:: Data

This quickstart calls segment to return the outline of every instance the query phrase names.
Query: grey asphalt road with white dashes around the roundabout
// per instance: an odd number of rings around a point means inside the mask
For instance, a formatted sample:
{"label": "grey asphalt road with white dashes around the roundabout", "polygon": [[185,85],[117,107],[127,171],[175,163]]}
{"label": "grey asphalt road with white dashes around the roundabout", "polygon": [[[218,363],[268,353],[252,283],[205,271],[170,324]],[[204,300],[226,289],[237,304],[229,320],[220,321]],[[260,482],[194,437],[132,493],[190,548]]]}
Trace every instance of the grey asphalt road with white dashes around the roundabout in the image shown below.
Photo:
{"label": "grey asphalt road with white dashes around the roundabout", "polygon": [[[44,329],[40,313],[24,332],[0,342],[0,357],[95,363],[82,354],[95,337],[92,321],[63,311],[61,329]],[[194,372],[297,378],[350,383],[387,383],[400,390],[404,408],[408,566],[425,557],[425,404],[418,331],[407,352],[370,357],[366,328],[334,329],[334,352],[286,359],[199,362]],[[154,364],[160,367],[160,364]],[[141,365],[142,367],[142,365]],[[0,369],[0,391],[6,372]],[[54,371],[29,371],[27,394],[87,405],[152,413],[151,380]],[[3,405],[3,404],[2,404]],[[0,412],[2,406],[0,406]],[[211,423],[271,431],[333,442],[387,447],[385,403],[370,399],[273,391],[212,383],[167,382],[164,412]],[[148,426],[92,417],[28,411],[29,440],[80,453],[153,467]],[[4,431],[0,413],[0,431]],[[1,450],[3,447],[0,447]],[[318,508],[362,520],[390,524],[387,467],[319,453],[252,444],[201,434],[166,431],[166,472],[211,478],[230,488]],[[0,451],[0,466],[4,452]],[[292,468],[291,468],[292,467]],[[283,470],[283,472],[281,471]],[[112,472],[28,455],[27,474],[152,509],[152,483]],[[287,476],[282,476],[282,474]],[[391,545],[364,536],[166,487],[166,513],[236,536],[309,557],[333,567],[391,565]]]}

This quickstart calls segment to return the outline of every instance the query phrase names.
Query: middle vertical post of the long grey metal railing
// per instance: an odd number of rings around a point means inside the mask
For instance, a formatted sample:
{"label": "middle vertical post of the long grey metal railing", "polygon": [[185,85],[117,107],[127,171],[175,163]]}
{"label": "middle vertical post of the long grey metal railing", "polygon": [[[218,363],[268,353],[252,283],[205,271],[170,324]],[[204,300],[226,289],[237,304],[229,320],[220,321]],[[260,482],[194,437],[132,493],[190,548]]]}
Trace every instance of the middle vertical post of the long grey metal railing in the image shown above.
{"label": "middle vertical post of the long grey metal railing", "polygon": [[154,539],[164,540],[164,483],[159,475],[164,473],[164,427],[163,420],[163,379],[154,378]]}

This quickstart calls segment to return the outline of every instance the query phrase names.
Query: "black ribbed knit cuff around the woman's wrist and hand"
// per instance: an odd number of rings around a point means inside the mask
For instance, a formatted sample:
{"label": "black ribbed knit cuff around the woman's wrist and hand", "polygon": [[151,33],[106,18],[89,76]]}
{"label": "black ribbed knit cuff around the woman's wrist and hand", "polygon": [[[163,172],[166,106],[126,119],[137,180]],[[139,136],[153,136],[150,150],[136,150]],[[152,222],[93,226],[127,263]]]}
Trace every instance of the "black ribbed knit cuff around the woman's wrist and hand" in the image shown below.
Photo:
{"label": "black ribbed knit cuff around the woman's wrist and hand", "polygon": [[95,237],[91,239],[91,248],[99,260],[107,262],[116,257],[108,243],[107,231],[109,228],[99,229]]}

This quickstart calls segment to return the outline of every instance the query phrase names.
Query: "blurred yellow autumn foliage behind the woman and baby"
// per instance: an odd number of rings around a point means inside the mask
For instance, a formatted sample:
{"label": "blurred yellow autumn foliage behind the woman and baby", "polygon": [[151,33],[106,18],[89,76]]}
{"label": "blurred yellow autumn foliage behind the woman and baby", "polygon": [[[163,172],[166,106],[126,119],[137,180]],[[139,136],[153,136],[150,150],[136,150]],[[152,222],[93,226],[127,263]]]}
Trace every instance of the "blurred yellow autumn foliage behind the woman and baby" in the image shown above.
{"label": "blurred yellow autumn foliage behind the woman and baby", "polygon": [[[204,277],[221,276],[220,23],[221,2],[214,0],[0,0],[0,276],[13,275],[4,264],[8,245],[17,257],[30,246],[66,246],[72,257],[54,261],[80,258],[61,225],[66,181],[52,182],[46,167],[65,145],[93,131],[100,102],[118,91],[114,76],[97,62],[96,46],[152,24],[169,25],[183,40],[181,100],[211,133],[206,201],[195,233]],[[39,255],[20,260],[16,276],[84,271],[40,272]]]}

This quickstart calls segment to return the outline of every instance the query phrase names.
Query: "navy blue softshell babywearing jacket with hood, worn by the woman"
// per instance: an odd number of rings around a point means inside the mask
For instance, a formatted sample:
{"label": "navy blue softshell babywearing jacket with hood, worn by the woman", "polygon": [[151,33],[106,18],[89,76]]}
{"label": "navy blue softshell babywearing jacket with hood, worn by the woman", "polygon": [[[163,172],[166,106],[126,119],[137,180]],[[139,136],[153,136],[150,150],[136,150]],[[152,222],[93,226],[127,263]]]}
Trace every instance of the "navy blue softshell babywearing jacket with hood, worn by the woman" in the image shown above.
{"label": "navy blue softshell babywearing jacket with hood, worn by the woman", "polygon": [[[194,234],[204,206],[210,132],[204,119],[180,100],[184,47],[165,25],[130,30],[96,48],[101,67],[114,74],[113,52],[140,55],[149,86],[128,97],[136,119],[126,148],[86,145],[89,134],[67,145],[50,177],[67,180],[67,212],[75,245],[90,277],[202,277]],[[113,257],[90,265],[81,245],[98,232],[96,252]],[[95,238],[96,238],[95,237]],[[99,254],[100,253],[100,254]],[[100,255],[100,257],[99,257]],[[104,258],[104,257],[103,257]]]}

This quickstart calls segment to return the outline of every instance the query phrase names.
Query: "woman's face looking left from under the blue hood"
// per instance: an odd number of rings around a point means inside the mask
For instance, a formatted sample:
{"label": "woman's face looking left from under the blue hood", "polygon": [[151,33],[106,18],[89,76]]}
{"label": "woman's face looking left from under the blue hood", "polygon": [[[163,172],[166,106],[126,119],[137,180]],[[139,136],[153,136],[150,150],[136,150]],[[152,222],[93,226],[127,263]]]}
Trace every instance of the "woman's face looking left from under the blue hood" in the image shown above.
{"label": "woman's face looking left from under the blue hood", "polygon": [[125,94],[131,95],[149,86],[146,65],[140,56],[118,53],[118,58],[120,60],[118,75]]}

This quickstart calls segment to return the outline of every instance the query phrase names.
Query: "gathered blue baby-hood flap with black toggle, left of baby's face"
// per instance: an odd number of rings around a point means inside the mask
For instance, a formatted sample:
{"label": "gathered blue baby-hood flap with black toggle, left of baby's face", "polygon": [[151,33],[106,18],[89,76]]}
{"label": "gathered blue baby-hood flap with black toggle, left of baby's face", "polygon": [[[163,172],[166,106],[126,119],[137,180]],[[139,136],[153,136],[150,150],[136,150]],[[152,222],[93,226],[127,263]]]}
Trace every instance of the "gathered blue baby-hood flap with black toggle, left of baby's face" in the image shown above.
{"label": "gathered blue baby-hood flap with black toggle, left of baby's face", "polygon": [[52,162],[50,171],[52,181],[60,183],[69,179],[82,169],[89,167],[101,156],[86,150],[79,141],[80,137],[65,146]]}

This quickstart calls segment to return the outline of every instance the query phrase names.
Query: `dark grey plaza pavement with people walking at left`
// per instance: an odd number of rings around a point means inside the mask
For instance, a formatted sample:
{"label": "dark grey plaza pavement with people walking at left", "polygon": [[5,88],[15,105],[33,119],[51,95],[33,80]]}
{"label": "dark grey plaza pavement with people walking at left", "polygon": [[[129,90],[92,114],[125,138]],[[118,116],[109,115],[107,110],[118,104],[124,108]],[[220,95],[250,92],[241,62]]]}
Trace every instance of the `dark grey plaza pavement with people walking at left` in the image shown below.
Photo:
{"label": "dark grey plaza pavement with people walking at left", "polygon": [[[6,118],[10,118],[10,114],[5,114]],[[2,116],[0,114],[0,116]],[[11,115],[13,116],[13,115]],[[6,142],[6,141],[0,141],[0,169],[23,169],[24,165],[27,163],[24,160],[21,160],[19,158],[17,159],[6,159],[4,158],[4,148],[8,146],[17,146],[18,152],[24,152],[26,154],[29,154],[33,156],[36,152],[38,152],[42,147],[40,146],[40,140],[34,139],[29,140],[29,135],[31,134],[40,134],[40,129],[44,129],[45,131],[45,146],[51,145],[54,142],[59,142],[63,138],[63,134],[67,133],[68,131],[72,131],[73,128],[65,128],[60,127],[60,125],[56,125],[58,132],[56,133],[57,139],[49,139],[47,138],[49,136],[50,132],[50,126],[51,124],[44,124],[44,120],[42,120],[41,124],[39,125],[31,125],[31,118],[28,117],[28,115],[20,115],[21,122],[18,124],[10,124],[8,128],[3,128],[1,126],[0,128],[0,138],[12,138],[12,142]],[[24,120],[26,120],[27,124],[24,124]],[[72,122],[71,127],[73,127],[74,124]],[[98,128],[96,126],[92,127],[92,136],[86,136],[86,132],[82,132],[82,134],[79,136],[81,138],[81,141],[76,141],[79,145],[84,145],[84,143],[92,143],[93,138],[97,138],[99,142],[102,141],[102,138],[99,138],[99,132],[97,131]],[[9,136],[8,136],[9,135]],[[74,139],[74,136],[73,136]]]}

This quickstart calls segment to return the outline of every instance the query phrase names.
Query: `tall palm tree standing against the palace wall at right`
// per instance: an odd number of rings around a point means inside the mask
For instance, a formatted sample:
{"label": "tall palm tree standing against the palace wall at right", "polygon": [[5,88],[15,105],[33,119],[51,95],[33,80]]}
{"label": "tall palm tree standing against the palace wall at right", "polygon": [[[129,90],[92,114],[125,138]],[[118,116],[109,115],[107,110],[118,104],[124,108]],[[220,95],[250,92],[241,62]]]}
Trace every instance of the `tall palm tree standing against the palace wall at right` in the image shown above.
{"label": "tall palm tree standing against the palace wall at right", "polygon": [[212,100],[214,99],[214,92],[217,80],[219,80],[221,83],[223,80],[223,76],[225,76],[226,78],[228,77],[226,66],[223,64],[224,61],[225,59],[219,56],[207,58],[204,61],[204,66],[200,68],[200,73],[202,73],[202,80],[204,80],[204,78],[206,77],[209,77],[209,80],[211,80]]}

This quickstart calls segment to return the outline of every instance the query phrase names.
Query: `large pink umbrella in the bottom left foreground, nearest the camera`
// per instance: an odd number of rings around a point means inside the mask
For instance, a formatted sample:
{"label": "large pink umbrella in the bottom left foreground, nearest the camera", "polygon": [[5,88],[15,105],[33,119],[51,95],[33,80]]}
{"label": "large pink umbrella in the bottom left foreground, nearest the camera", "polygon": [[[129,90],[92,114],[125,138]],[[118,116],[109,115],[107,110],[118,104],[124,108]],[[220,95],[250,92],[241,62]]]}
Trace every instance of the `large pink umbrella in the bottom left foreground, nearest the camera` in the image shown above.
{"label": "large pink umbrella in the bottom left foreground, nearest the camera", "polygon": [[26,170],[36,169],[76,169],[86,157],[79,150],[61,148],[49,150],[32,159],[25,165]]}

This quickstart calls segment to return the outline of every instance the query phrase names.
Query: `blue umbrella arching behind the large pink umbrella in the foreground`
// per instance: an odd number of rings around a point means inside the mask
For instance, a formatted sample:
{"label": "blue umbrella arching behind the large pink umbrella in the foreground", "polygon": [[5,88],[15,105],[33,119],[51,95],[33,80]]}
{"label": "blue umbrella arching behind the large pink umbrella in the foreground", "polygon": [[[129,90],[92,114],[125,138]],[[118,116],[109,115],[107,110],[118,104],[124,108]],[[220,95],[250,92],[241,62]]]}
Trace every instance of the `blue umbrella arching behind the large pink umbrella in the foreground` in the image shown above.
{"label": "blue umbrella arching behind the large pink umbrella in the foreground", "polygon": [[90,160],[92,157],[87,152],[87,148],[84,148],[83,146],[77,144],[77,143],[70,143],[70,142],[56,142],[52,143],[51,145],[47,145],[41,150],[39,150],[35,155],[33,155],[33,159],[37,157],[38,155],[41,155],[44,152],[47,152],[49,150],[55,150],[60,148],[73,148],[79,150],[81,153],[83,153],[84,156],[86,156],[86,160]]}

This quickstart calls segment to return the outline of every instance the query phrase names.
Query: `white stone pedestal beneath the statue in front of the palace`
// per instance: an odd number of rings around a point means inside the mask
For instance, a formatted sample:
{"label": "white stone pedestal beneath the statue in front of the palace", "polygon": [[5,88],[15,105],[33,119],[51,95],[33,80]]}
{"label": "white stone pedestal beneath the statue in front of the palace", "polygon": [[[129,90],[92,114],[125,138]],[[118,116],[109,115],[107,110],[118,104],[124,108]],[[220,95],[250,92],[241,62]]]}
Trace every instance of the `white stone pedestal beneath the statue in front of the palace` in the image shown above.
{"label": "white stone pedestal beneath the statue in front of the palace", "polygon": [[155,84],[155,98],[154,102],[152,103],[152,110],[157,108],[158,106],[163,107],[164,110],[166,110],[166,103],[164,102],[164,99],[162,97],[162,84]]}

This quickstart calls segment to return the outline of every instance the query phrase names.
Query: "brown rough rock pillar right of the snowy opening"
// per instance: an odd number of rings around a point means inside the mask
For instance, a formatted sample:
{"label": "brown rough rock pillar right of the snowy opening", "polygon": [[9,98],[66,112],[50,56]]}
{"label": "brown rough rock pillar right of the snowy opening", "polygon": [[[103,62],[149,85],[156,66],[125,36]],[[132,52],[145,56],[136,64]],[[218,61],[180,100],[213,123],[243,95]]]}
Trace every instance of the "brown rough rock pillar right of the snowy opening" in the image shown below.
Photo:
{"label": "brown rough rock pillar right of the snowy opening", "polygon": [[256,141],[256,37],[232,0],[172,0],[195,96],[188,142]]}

::::

For each line above that contains "below", add one to a count, then state only the final number.

Written answer
4